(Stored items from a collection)
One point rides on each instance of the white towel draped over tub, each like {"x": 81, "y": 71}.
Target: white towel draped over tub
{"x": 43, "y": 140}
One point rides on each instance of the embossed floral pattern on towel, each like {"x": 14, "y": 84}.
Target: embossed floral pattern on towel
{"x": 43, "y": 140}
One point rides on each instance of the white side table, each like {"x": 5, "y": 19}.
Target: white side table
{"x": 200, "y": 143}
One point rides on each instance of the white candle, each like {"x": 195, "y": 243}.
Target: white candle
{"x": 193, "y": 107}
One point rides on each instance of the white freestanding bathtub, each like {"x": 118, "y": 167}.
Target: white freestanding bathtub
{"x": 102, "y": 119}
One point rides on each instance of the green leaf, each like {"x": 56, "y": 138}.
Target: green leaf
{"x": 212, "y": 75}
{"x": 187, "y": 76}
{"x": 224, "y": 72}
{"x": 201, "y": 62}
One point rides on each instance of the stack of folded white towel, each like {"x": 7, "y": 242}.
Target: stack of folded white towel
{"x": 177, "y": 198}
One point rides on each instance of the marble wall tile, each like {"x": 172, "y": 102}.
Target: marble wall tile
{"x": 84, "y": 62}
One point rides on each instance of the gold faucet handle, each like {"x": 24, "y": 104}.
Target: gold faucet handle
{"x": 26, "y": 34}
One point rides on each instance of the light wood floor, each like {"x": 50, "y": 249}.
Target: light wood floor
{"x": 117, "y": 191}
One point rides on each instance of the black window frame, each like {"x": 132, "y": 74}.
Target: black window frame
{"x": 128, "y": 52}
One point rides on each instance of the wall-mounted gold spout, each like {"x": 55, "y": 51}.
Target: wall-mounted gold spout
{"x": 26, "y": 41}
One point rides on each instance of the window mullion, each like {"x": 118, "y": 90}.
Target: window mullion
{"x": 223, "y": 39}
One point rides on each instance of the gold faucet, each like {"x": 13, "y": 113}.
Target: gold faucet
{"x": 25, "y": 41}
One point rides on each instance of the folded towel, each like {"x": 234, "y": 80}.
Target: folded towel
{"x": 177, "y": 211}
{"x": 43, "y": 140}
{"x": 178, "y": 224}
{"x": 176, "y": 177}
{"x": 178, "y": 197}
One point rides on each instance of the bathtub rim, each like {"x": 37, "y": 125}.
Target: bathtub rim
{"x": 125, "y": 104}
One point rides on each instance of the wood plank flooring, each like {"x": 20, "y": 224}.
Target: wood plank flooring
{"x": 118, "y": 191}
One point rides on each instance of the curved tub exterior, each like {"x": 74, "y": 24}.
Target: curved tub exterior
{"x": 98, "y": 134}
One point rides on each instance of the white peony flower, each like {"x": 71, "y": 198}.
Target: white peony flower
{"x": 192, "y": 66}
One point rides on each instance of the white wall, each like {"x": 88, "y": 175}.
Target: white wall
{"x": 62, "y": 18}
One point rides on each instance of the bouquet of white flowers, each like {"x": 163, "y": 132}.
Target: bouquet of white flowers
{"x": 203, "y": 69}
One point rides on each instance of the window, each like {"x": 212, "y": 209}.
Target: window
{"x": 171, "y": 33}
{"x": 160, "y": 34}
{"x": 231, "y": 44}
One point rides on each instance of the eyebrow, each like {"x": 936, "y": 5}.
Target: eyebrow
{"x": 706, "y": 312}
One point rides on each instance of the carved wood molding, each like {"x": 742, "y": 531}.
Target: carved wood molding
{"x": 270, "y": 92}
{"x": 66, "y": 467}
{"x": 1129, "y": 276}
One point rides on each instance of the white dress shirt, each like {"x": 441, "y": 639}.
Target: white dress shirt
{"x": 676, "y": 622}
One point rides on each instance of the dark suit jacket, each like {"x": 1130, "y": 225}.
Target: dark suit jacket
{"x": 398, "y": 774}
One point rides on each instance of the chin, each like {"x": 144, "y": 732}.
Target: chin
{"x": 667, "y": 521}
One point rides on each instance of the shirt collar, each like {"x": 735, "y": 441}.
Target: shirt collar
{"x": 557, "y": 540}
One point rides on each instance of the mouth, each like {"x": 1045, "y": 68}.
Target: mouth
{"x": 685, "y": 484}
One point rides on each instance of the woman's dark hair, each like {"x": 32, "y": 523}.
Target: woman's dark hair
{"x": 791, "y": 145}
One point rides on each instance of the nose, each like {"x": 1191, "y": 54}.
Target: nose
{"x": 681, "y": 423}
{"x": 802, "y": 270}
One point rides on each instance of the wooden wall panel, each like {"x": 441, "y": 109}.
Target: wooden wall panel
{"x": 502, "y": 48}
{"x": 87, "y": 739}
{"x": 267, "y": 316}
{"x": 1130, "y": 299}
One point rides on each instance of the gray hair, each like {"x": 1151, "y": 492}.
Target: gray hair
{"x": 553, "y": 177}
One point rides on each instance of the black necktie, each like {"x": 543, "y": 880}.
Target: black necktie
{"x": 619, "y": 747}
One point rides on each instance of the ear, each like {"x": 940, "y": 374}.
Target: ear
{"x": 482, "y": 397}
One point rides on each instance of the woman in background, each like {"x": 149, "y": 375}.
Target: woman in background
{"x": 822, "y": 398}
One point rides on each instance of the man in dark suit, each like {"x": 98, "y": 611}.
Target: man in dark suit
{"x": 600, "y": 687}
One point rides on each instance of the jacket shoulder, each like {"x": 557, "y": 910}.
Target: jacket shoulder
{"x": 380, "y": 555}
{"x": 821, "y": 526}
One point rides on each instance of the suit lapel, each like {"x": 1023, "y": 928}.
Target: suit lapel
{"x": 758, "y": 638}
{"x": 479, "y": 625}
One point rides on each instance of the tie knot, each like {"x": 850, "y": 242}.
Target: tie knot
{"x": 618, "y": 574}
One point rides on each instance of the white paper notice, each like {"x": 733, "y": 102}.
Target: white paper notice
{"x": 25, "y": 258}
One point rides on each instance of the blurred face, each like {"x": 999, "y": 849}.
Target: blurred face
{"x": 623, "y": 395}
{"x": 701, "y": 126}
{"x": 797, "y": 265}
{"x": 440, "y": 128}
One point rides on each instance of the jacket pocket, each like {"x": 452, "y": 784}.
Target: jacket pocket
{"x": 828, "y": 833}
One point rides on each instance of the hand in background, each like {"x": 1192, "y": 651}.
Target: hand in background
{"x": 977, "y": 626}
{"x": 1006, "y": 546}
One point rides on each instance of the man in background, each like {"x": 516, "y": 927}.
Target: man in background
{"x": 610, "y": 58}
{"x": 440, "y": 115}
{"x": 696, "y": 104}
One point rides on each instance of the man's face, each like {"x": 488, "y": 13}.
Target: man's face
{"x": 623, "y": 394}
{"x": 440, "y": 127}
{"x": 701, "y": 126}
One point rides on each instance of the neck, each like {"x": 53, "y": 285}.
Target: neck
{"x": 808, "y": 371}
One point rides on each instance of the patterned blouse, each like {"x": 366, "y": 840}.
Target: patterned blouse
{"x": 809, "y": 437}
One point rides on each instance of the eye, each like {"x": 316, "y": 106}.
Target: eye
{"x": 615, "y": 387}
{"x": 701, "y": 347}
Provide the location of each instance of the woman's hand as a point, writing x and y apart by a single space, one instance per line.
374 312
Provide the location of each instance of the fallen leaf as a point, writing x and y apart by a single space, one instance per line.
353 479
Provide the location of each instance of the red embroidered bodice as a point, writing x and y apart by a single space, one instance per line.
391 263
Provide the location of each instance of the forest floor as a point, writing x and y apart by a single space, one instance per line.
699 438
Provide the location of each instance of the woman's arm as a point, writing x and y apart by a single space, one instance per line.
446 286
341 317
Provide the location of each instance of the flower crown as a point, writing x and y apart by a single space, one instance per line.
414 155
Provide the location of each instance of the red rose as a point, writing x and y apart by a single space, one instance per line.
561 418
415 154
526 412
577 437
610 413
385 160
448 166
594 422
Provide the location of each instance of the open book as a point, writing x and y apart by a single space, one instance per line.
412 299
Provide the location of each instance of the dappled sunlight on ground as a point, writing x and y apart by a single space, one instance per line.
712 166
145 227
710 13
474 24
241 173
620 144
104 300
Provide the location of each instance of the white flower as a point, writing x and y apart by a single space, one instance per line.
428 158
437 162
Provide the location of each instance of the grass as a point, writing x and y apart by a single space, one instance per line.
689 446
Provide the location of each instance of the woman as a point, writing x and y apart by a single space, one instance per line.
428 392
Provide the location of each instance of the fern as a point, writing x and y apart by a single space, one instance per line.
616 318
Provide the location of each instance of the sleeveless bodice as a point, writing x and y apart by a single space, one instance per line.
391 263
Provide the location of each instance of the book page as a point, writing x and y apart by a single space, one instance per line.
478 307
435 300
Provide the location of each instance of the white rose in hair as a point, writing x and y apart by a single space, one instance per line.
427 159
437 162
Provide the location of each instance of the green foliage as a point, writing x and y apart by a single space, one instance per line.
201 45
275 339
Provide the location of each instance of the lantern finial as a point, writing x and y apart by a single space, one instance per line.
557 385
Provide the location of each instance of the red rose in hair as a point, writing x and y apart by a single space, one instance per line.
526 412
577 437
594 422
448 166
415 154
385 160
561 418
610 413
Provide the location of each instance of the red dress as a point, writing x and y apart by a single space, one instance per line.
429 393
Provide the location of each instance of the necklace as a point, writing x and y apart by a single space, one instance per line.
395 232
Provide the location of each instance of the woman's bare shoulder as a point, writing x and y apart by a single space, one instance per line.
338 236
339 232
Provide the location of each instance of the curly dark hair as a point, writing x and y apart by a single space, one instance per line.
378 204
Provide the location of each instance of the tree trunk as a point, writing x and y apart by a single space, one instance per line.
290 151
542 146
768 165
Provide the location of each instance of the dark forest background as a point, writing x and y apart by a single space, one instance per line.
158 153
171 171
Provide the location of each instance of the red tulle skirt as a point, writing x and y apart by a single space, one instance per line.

Problem statement: Could you set down, exactly as written, the lines above between the one holding "One point rides on each instance of the black window" and the one holding "One point rides on each instance of the wall-mounted", inclusive, and nothing more?

Solution for this task:
One point rides on each instance of the black window frame, each like {"x": 132, "y": 74}.
Target: black window frame
{"x": 128, "y": 52}
One point rides on each instance of the wall-mounted gold spout, each like {"x": 55, "y": 51}.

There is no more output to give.